- Activity -
Below is a listing; copy all of it exactly.

[Opening Data records section]

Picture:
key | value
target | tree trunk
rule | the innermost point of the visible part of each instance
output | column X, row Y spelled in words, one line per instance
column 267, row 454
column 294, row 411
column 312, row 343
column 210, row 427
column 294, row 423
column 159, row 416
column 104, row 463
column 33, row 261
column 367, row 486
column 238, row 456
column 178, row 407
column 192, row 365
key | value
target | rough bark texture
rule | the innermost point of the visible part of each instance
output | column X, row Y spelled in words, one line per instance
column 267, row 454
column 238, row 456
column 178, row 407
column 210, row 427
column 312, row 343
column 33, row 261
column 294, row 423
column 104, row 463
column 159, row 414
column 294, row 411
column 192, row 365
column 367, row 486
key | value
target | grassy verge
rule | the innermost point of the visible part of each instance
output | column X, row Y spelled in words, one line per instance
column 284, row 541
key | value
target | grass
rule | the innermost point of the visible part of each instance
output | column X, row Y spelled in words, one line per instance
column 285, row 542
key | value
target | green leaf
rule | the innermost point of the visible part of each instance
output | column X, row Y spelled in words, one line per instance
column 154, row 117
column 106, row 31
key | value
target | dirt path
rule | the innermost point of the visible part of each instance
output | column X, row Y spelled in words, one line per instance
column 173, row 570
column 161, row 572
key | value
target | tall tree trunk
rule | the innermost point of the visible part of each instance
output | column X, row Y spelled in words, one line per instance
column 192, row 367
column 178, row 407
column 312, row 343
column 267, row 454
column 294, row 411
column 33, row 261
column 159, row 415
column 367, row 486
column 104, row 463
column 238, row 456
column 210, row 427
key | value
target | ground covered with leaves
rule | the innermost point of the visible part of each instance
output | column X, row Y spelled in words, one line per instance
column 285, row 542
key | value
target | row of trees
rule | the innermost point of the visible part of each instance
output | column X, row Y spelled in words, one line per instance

[Closing Data records section]

- Exercise response -
Picture:
key | value
target | tree trunk
rule | the innermost point of the visible part of each instance
output | column X, row Y spelled in words, one line per instance
column 267, row 454
column 294, row 411
column 312, row 343
column 210, row 427
column 294, row 423
column 159, row 416
column 104, row 463
column 33, row 261
column 367, row 486
column 238, row 456
column 178, row 407
column 192, row 365
key | value
target | rough bark texture
rule | the innermost point of the visible part of each instance
output | column X, row Y spelled in words, one line per instance
column 267, row 454
column 238, row 456
column 178, row 407
column 210, row 427
column 312, row 343
column 33, row 261
column 294, row 423
column 104, row 463
column 159, row 414
column 294, row 411
column 192, row 365
column 367, row 486
key | value
target | grassy verge
rule | the innermost point of the visible part of each instance
output | column X, row Y spelled in words, one line per instance
column 284, row 541
key | value
target | grass
rule | the innermost point of the visible part of each instance
output | column X, row Y spelled in words, one line per instance
column 285, row 542
key | value
target | green leaf
rule | the innermost point of the visible part of each instance
output | column X, row Y spelled in words, one line per instance
column 154, row 117
column 106, row 31
key | value
target | dirt path
rule | the innermost point of the visible part of each instance
output | column X, row Y spelled in words, one line per instance
column 173, row 570
column 161, row 572
key | value
target | tall tree trunk
rule | the innermost point of the visible part of each instance
output | column X, row Y spelled in words, one line per instance
column 192, row 367
column 178, row 407
column 312, row 343
column 267, row 454
column 294, row 411
column 33, row 261
column 159, row 415
column 367, row 486
column 104, row 463
column 238, row 456
column 210, row 427
key | value
target | ground covered with leaves
rule | the innermost point of the visible part of each instance
output | column X, row Y spelled in words, one line per instance
column 285, row 542
key | value
target | row of trees
rule | the innermost point of the visible part of each instance
output | column X, row Y spelled in words, one line per instance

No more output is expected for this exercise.